Dataset entries
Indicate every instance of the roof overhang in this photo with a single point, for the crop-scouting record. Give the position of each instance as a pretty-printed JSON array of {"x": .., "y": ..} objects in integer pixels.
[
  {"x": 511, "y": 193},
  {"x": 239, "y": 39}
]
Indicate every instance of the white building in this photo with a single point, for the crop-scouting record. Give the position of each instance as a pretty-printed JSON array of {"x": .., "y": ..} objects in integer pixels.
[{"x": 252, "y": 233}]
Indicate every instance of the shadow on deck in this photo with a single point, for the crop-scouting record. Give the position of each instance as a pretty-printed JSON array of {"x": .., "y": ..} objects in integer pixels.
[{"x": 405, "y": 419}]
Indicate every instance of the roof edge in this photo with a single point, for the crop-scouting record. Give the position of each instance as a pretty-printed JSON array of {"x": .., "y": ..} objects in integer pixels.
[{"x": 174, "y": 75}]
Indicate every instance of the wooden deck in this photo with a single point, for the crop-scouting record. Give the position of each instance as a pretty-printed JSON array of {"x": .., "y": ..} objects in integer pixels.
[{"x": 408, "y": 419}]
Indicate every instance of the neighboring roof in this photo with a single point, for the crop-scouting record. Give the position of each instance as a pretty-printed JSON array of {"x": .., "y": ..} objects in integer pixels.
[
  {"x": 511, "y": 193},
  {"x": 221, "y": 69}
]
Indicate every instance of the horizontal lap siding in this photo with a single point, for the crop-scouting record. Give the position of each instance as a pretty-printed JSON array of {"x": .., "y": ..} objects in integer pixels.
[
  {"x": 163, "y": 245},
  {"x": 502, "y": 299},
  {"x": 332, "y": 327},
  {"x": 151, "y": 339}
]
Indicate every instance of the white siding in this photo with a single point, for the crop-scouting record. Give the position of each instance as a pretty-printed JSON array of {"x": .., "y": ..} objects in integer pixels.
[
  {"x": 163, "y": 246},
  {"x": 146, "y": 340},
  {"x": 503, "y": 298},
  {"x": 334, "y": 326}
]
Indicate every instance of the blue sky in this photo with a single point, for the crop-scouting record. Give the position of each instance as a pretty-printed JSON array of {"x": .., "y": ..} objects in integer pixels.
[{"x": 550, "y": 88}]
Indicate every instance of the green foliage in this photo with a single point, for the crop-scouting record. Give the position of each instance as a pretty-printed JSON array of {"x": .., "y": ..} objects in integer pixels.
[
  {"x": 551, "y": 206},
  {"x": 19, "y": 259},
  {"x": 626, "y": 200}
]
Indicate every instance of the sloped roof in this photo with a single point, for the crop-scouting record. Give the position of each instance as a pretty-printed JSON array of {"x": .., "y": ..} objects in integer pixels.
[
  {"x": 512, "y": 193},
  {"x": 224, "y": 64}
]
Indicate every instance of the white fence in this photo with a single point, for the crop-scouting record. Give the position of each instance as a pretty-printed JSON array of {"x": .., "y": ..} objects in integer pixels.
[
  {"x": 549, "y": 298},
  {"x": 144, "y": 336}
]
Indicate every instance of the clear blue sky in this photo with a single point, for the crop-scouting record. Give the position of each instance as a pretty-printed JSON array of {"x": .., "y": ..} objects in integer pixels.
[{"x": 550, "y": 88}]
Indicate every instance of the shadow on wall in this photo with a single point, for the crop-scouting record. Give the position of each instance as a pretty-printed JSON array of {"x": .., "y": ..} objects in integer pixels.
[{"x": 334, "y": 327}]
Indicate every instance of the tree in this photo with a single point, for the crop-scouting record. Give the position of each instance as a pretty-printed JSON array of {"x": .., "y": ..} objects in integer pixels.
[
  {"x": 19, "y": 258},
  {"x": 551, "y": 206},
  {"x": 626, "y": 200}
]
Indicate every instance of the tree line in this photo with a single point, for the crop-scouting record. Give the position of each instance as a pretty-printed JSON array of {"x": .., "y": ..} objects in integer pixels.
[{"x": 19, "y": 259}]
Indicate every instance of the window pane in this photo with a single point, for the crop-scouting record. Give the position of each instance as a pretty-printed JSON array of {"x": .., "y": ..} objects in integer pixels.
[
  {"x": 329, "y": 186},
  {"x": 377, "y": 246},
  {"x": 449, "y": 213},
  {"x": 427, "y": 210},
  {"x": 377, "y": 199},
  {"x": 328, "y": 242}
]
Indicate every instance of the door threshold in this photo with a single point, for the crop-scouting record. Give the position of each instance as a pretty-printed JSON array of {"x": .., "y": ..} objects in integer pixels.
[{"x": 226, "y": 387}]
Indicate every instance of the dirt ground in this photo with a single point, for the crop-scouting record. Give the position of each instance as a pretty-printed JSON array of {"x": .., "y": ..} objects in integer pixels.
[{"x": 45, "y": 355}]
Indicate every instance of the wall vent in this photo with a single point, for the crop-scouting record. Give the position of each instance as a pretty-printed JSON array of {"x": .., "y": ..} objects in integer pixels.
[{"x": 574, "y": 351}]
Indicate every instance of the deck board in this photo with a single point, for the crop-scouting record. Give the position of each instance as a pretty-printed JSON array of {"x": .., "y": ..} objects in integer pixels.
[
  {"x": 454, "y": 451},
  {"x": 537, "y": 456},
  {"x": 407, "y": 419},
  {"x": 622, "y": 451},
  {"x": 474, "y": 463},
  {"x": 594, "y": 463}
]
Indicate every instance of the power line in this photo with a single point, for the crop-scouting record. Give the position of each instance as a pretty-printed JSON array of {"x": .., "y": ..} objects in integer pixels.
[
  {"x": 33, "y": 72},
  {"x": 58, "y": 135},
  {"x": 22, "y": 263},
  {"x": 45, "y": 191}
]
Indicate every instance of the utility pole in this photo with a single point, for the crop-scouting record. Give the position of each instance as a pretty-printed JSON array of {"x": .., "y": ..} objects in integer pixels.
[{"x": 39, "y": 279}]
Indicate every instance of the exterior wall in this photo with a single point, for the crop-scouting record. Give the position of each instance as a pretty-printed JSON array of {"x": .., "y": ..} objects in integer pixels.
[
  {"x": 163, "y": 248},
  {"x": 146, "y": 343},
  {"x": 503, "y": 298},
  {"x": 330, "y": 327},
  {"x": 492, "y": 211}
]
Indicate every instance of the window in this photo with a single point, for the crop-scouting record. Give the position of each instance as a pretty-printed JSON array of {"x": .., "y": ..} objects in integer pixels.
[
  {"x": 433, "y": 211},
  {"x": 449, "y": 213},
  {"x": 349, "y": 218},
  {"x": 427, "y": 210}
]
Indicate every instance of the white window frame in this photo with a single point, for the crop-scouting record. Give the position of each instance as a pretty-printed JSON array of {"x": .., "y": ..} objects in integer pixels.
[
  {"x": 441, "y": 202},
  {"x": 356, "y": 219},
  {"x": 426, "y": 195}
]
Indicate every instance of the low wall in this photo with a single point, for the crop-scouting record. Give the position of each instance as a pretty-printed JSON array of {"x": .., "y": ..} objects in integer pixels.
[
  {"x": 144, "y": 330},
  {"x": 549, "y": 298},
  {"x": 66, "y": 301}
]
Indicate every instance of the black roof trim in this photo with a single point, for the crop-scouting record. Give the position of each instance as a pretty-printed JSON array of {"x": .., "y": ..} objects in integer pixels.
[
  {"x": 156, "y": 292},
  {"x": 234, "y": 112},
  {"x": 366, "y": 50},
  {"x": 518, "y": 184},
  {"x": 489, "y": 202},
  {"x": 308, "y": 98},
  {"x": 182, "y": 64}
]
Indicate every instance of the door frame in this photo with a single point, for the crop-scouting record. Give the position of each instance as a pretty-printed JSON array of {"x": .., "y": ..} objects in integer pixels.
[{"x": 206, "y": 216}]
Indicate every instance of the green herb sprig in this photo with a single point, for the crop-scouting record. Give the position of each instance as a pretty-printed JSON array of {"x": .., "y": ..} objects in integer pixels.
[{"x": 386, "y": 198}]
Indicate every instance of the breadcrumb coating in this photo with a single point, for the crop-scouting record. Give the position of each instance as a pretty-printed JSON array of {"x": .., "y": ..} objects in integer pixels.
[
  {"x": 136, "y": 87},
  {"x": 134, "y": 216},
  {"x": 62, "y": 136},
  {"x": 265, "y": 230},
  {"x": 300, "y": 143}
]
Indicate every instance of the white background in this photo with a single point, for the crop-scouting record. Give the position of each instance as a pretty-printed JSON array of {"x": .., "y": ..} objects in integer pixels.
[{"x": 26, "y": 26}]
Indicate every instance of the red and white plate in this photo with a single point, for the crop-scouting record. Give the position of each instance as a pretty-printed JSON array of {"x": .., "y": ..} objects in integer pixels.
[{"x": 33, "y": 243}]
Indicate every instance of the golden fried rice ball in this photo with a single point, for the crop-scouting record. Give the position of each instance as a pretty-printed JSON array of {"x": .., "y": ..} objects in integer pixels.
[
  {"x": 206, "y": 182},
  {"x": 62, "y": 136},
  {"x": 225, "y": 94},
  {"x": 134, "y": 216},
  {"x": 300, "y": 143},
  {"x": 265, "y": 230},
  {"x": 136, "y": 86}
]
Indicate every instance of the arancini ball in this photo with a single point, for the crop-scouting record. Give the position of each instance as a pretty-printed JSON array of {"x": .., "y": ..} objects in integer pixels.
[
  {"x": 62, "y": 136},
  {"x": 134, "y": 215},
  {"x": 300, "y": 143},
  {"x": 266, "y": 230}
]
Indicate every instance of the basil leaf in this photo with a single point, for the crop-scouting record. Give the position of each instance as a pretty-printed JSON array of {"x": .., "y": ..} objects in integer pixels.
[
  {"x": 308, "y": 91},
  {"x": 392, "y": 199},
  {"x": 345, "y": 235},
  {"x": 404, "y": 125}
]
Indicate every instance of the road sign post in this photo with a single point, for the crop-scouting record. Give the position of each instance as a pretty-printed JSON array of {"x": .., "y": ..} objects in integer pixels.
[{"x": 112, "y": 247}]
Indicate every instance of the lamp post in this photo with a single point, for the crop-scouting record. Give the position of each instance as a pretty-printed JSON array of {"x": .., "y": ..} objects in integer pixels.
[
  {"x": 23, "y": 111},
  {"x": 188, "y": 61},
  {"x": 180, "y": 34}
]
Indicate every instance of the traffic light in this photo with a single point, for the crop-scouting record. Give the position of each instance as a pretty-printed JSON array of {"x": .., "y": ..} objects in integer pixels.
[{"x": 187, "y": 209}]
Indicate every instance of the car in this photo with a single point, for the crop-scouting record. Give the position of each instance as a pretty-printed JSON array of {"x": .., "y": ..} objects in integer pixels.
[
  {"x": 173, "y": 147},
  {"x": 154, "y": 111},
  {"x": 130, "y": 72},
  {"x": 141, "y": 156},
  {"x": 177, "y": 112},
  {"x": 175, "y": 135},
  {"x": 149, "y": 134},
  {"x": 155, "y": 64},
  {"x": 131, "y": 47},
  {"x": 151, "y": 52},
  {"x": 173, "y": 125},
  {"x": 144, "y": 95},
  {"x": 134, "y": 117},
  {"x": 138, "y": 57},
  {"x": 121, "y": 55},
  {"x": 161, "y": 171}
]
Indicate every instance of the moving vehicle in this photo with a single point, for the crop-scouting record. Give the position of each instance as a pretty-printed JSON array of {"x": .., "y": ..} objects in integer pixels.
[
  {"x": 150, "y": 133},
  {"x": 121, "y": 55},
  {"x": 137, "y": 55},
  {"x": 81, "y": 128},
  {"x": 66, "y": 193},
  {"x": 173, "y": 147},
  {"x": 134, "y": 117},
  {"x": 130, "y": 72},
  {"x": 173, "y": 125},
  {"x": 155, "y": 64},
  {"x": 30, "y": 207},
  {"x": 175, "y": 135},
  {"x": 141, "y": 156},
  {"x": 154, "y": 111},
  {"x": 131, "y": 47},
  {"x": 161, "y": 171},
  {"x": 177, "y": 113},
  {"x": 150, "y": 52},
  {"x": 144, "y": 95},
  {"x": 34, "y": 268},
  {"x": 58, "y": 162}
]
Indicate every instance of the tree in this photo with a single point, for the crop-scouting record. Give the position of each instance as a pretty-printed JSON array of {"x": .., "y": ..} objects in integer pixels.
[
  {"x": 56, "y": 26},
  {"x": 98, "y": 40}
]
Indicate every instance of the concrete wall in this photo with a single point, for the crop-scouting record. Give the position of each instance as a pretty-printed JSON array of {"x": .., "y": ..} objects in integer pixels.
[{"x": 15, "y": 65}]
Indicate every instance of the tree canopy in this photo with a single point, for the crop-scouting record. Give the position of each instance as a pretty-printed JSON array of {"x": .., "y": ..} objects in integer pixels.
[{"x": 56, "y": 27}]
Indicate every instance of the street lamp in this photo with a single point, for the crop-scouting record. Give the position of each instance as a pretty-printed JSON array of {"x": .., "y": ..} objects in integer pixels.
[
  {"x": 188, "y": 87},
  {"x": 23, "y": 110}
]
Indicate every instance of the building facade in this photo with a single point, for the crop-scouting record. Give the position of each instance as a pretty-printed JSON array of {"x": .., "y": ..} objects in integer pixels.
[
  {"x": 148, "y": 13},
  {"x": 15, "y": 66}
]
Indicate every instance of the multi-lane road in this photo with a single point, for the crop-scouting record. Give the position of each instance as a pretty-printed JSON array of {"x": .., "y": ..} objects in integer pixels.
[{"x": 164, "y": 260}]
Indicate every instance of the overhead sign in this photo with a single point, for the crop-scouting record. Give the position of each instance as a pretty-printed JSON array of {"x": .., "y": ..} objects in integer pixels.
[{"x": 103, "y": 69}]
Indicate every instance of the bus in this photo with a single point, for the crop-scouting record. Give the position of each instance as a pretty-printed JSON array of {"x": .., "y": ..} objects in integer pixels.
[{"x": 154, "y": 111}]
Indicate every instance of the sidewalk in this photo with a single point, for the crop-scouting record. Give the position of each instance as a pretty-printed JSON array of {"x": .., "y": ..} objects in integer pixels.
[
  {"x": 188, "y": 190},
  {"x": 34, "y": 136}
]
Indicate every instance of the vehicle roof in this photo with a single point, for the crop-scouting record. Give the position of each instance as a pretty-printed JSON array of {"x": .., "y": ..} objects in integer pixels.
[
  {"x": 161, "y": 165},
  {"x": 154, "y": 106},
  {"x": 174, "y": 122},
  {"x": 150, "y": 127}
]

# [Instructions to follow]
Write out each line exactly, starting with the line that contains "Indicate every instance of the sidewalk" and stopping after the last line of the data.

# [Answer]
Indicate every instance of the sidewalk in this photo with a single point, for the crop-scouting record. Give the position of each instance as a pretty-printed JSON array of {"x": .., "y": ..} objects in integer pixels.
[
  {"x": 188, "y": 190},
  {"x": 34, "y": 136}
]
Indicate every instance of the vehicle roof in this photo with a single point, for the crop-scouting record. Give the position of each instance as a pretty-printed JSON array of {"x": .., "y": ..} objects in integer pixels.
[
  {"x": 161, "y": 165},
  {"x": 154, "y": 106},
  {"x": 174, "y": 122},
  {"x": 150, "y": 127}
]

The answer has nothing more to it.